• _What to do_
The entries need to be copied exactly.

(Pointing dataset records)
•••••
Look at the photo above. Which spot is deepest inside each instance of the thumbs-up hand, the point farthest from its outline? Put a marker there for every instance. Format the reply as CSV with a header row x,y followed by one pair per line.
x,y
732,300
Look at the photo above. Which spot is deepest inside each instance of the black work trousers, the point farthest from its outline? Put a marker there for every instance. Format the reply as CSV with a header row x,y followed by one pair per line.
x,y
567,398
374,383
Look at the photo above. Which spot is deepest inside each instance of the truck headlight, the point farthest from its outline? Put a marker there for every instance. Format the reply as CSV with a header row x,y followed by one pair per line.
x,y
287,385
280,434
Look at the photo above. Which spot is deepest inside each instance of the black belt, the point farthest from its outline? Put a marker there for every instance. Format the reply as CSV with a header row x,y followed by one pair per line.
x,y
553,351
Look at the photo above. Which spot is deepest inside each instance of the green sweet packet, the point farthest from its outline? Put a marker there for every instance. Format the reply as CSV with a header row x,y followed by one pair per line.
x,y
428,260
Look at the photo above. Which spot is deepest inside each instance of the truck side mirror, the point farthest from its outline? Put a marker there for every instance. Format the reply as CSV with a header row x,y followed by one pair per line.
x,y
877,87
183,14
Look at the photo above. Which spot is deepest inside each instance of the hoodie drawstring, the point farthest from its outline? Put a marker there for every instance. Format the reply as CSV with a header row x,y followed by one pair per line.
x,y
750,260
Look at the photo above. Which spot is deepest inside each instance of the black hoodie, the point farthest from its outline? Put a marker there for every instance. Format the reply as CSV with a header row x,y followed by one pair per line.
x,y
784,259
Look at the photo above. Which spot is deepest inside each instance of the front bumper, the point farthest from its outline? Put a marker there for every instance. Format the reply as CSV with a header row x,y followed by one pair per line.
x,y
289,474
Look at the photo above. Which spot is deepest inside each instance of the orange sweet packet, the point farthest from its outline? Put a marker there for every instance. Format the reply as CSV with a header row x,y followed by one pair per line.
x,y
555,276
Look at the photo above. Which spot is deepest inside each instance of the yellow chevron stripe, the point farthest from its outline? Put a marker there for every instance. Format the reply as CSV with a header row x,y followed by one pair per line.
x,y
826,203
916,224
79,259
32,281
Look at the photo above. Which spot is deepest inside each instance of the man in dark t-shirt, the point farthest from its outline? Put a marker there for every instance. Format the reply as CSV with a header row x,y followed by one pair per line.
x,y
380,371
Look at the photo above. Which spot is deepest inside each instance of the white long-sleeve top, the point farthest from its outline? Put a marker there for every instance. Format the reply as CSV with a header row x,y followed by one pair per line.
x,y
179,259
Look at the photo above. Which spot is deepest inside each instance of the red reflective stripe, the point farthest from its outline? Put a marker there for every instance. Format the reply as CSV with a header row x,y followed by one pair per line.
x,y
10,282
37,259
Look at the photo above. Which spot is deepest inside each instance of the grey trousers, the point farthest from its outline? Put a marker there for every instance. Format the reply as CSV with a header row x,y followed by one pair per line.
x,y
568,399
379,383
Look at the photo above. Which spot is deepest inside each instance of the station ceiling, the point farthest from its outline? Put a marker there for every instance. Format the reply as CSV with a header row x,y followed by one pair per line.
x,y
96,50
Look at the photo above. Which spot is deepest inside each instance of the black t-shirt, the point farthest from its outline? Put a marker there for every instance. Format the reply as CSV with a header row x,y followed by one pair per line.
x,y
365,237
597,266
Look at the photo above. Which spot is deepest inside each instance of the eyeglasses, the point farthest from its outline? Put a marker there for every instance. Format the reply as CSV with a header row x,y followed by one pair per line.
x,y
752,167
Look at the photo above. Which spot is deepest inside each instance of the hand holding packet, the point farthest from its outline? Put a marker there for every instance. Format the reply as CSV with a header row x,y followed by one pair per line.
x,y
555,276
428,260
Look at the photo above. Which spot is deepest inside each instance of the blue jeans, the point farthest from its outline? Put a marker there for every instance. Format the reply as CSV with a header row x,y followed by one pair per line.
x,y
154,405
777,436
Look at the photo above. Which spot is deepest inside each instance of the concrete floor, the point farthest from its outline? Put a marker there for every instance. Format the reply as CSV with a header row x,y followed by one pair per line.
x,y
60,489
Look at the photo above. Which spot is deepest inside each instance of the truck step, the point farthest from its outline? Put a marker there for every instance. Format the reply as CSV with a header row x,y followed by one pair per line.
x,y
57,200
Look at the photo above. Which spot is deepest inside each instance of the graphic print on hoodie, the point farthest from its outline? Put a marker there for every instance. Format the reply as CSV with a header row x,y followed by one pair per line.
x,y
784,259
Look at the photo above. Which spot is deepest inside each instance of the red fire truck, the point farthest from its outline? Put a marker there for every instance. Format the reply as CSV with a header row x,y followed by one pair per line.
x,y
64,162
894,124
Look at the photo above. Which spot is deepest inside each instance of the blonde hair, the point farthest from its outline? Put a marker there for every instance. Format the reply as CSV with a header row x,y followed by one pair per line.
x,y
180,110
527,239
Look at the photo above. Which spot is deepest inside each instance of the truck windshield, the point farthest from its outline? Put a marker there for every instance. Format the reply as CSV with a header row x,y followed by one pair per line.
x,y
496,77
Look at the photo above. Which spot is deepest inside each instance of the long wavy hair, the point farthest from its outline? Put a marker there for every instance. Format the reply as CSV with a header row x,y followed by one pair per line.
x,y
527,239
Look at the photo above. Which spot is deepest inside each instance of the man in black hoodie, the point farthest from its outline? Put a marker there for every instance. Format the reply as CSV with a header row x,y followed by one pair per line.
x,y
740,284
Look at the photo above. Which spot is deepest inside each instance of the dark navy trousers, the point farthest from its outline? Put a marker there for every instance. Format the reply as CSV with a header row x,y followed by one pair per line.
•••••
• _Solution to this problem_
Look at the photo above. Which spot is deepest inside each instance of the thumbs-up hand, the point farthest from its outline? Put a marker there for every instance. Format the reply as CSV with a header row x,y followed by one pair per line.
x,y
732,300
Look at the photo above. Which spot is deepest inside each instance of the black work trousers, the point farthest from its outline? Put a marker there for every instance. Format the reply as CSV with a header row x,y followed by one pair per line.
x,y
567,398
374,383
Look at the photo above. Which spot is deepest inside each instance of the truck headlight, the point farthest from its outline? Put a marker there for every instance. Format the reply as CSV with a header row x,y followed by one pair per line.
x,y
287,385
280,434
Look at the photo above. Which spot is deepest inside each instance of the black belt, the point farthest from its outline? Put a marker there for every instance. Format the reply as CSV with a header row x,y followed by one pair per line.
x,y
553,351
Look at the photo above. Which spot is deepest inside each instance of the green sweet packet, the point farthest from its outline? Put a marker there for every instance. Format the reply as CSV with a header row x,y followed by one pair per line.
x,y
428,260
Look at the photo above. Which spot is deepest inside each instance of the truck side mirror, the point farthest from its outline? Put a marker there for every instance. Format the reply as CSV with a header row x,y followed by one pair per line.
x,y
877,87
183,14
Look at the photo above. Which spot is deepest inside each instance of the hoodie drawstring, the point farthest from its outline? Put a marker there for every instance. Format the reply as CSV with a header row x,y followed by one pair per line.
x,y
750,260
Look at the photo above. Which spot is deepest inside each instance of the black hoodie, the point farthest from its outline? Put a marker there for every instance. Format the reply as CSV with a header row x,y followed by one pair per line.
x,y
784,259
Look at the photo above. Which spot is deepest inside each instance of the front bumper, the point farthest from its outline? Put a marker there for every instance. Format the reply as CSV with a header row x,y followed by one pair per line.
x,y
289,474
Look at the photo above. Which spot is deepest inside each instance of the orange sweet packet, the point farthest from its outline? Put a marker there for every instance. Format the reply as CSV with a header row x,y followed by one pair per line.
x,y
555,276
Look at the photo above. Which spot is deepest inside each instance of the yellow chevron stripe, the point farthest from its outline? Put a marker there for every instance. Format the reply as CSV with a header row x,y followed by one pair per line.
x,y
826,203
916,224
79,259
32,281
Look at the photo above. Which spot is deepest inside each instance of the man in dark t-shirt, the point farthest from its outline? Put a marker there for every instance. Format the reply as CSV with a header row x,y followed by one pair per line.
x,y
380,371
Look at the photo above. Which spot is deepest inside each instance of the white long-sleeve top, the point farthest from its outline? Put a marker there for every instance. Format the reply as CSV with a header row x,y followed by one pair per line.
x,y
179,259
Look at the photo above. Which spot is deepest inside each instance of the red reflective stripe, the point farthest from its outline? Put a marker there for every instance. Format the reply as CSV with a header row x,y followed by one pair per line.
x,y
10,282
37,259
Look at the photo above. Which spot is deepest inside each instance of the grey trousers, the point farthest from its outline? Put a marker there for every instance. Format the reply as CSV with a header row x,y followed by one pair per line.
x,y
568,399
379,383
Look at the photo above. Which spot is deepest inside each instance of the station ceiling, the point farthest from its outline? Put a marker there for every instance. Format the reply as CSV with a header row x,y followed by one pair per line.
x,y
96,50
Look at the photo above. Which spot is deepest inside each instance of the black t-shirt, the point farthest from its outline? Put a marker there for every instance. Format the reply as CSV with a header row x,y followed by one pair per line.
x,y
365,237
597,266
Look at the photo above. Which spot is deepest inside each instance of the eyeglasses, the point farthest from its outline? Put a marker there for every instance. Format the reply as CSV with a header row x,y followed by one pair per line.
x,y
752,167
Look at the photo above. Which spot is deepest inside each instance of the hand holding packet, the point farthest from its outline? Put a marker there for every instance. Format the reply as CSV with a header row x,y followed by one pair per line.
x,y
555,276
428,260
Look at the photo above. Which spot is deepest inside each instance of the blue jeans, the point farthest from its outline? Put a marker there for every instance. Format the reply as CSV with a header row x,y followed by one pair per line.
x,y
154,405
777,436
Look at the photo above. Which spot is deepest inside each instance of the concrete floor, the point farthest from its outline? Put a marker there for every instance. Format the reply as CSV with a header row x,y followed by one pair per line.
x,y
60,489
Look at the photo above. Which spot is deepest inside each instance of the truck step, the point farthest from its outline? Put a marker there for every instance. Format the reply as CSV with a header row x,y followed by one pair per line.
x,y
57,200
Look at the photo above. Which spot is deepest inside each instance of the graphic print on hoodie, the point farthest from its outline? Put a marker there for every instance. Format the reply as CSV with a header row x,y followed by one pair per line.
x,y
784,259
Look at the photo above. Which spot is deepest inside each instance of the red fire truck, the point farthest from its outline? Put a marker there for every instance. Format the reply as CSV with a header row x,y followed by one pair per line.
x,y
64,162
894,124
Look at the photo above. Which spot is deepest inside each instance of the blonde hair, the point farthest from its outline? Put a marker there for every instance. Format the reply as CSV with a header row x,y followed by one pair per line.
x,y
180,110
527,239
Look at the photo above. Which spot is deepest inside each instance of the truck windshield, the point farthest from its outline? Put a marker there for every instance. Format the reply as CSV with a header row x,y followed by one pair per line.
x,y
496,77
Look at the photo above. Which spot is deepest inside each instance of the long wavy hair, the point farthest from its outline? Put a marker there for every instance. Format the reply as CSV with a header row x,y followed by one pair per line.
x,y
527,239
Look at the photo above. Which spot is deepest inside each instance of the man in black hoodie, the point farthest from its outline? Put a marker there for every instance. Format the reply as CSV with a header row x,y followed by one pair per line.
x,y
740,284
Look at the photo above. Which spot is deepest inside each instance of the dark navy trousers, the point farthest from its outline? Put a marker there for every instance. Format the reply as CSV with a header row x,y followed by one pair per line.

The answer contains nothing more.